> _Problem statement_
Copy the records below again, from the line containing "Mark a point on each instance of the maroon" through the end of the records, with each request kept as it is. Multiply every coordinate in the answers by 1.05 and round to whole numbers, with halves rounded up. Give only those lines.

> _Provided records_
______________________________

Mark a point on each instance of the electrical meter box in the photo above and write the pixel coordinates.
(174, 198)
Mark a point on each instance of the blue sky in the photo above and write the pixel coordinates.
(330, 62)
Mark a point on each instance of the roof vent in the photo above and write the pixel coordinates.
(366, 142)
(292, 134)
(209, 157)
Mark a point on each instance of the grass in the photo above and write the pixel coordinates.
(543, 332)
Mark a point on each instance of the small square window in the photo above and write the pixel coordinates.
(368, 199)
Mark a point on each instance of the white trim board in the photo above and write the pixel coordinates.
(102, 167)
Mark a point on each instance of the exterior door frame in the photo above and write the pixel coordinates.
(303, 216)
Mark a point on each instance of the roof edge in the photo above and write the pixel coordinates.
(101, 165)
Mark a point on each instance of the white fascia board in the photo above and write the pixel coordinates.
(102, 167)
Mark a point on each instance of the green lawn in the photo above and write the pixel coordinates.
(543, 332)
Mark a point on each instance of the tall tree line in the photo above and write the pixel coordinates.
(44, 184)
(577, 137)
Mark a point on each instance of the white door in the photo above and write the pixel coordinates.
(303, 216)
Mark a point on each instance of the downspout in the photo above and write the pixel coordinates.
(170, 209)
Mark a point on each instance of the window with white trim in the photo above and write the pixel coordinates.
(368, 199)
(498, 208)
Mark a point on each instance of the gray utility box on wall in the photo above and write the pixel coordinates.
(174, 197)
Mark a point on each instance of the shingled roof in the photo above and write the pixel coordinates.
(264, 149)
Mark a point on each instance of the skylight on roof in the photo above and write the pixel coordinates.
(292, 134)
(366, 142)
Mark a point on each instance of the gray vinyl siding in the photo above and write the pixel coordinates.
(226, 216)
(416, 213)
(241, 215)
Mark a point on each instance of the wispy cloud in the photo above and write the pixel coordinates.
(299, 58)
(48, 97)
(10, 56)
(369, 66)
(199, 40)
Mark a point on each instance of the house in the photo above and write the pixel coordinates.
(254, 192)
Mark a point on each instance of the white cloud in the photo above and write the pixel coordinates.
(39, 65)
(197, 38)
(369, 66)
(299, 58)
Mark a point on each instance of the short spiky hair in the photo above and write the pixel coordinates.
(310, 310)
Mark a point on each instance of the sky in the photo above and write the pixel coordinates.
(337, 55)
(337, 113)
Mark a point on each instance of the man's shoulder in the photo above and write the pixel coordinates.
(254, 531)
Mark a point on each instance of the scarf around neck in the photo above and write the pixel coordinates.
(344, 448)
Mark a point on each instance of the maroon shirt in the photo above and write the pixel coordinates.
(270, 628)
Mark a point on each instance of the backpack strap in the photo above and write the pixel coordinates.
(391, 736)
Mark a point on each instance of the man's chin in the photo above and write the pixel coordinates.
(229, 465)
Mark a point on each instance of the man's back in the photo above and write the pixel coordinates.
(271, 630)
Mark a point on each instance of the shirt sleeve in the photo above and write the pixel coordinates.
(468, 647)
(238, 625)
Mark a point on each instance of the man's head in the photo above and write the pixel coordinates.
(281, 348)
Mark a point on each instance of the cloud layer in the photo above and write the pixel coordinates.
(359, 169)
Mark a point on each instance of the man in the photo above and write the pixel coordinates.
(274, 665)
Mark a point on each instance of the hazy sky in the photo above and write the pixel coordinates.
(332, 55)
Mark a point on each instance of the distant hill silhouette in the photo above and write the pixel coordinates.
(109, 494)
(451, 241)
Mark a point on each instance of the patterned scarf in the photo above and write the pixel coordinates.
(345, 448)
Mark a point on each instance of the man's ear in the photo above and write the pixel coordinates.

______________________________

> _The answer_
Mark a point on each instance of the maroon shirt in the photo above and write the pixel coordinates.
(284, 659)
Mark a point on each instance of the backpack strap in the photo above and write the pixel coordinates.
(411, 773)
Mark a point on each instance of the man's chin in the photo above and write the pixel coordinates.
(240, 488)
Mark a point on each instance of the man's back in the photo above and write the pixel coordinates.
(285, 662)
Mark a point on each instance of the shirt sleeve in the photo above and write the pixel coordinates.
(491, 679)
(250, 656)
Mark a point on each instance of the man's head in the photo above and write the pixel coordinates.
(295, 365)
Mark a point on each instance of the cloud layer in the photo above and write the pixel coordinates.
(377, 177)
Mark a point on each instance of the man in the photo above and write the pixel coordinates.
(288, 698)
Mark a point on each instance of the hazy sky in the photo above and write the pixel coordinates.
(349, 58)
Mark a point on each instance of the distant hill silhouette in the photo above and write the pixel coordinates.
(114, 519)
(474, 253)
Mark a point on each instance of the patterned scarf in the photo above and write the pixel coordinates.
(362, 470)
Mark a point on each instance of the man's ear in the photo above and write the pixel coordinates.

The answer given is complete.